Work to be completed — Return all of the entries exactly, with nothing added or left out.

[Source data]

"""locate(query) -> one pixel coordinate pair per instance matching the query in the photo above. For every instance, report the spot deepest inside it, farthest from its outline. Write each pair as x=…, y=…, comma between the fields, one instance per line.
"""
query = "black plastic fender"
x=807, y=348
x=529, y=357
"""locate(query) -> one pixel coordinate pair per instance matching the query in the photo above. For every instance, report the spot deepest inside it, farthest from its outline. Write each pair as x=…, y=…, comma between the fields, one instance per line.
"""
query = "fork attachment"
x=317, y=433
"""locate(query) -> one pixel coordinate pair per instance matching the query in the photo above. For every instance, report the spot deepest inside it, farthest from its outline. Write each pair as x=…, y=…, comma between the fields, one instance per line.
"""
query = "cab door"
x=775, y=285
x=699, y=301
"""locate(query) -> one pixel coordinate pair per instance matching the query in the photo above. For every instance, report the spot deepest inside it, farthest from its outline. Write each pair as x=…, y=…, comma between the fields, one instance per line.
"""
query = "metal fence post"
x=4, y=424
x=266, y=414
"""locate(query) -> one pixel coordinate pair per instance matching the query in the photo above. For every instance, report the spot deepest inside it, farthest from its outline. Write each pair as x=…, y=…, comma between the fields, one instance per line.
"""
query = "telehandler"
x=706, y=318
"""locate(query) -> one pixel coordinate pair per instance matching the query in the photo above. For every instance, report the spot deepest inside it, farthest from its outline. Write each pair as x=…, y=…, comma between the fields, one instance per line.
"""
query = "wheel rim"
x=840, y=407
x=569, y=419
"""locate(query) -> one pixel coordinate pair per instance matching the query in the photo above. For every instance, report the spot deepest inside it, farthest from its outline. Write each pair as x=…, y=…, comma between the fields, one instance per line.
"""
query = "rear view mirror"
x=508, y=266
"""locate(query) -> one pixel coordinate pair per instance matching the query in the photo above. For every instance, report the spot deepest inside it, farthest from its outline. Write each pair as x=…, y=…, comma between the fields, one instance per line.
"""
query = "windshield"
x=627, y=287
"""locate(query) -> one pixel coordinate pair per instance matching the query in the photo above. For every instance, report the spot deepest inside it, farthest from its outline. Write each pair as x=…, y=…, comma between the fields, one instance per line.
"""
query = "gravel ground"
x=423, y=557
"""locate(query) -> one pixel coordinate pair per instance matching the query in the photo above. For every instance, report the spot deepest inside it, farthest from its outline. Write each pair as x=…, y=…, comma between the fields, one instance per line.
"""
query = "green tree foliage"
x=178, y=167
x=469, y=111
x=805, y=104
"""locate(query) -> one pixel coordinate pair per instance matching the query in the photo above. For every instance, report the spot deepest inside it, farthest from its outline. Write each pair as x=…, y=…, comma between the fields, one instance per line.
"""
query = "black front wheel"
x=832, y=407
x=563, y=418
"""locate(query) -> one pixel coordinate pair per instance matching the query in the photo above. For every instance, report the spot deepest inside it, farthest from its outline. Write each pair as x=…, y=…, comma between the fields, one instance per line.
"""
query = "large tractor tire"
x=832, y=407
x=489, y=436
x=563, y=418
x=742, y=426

Result of this task —
"""locate(query) -> one pixel coordinate pair per instance matching the query in the photo above. For every instance, report the spot deepest inside it, farthest from its outline. Write each pair as x=…, y=…, comma between the fields, one instance per line.
"""
query = "black plastic fender"
x=807, y=348
x=529, y=357
"""locate(query) -> one pixel coordinate pair per instance matching the query in the photo above. For every instance, report the spot deepest inside it, farthest from its outline. Write each pair as x=…, y=…, comma between the fields, one instance per line.
"""
query = "fork attachment"
x=317, y=433
"""locate(query) -> one pixel coordinate pair per instance matching the query in the photo above. For every instance, report the spot deepest inside it, farthest from its outline. Write each pair as x=…, y=…, comma between the fields, one instance per line.
"""
query = "cab door"
x=775, y=285
x=699, y=301
"""locate(query) -> one pixel coordinate pair per instance matching the query in the photo above. For every instance, report the spot deepest inside it, farthest from its outline. Write each pair as x=…, y=…, comma between the fields, one instance per line.
"""
query = "metal fence post"
x=4, y=424
x=266, y=414
"""locate(query) -> one pixel coordinate pair per instance matching the query in the photo above. For every instance, report the spot deepest inside it, farthest from its outline. Write each pair as x=…, y=…, comma between the fields, one instance per line.
"""
query = "telehandler"
x=706, y=318
"""locate(query) -> one pixel coordinate pair per instance matching the query in the photo above. For every instance, report the spot deepest inside it, farthest from its outline. Write each pair as x=…, y=…, comma between the fields, one instance per line.
"""
query = "wheel rim"
x=840, y=407
x=569, y=419
"""locate(query) -> one pixel coordinate pair per instance matching the query in the photo above. For every instance, report the spot deepest inside it, farthest from its outline. Write each pair as x=…, y=…, comma between the fields, one instance per line.
"""
query = "rear view mirror"
x=508, y=266
"""locate(query) -> one pixel coordinate pair per instance matching the query in the photo above. For every instance, report the spot deepest inside it, farthest from its outline. Write each pair as x=…, y=…, comma between the fields, one instance per line.
"""
query = "windshield"
x=627, y=287
"""locate(query) -> one pixel coordinate pair per instance matching the query in the photo above. For every instance, report the spot deepest inside it, farthest from its outline. Write each pair as x=…, y=…, comma between the fields, one instance per line.
"""
query = "gravel ground"
x=423, y=557
"""locate(query) -> one pixel coordinate pair per instance matching the query in the photo above. For every instance, report the spot deepest inside it, farthest from its outline. Write each pair as x=…, y=…, comma between the fields, one instance per line.
"""
query = "green tree foliage"
x=178, y=167
x=469, y=111
x=805, y=104
"""locate(query) -> one pixel coordinate pair per instance matching the query in the photo above. For every instance, report the spot deepest inside it, farthest from its outline. Write each pair as x=…, y=…, comma between the fields, one instance per line.
"""
query = "black front wheel"
x=832, y=407
x=563, y=418
"""locate(query) -> one pixel coordinate pair per instance matching the query in the photo above. For every instance, report the spot deepest inside it, farthest from its outline. Write each pair as x=…, y=…, comma between the fields, one instance per line.
"""
query = "large tractor tire"
x=832, y=407
x=489, y=436
x=563, y=418
x=742, y=426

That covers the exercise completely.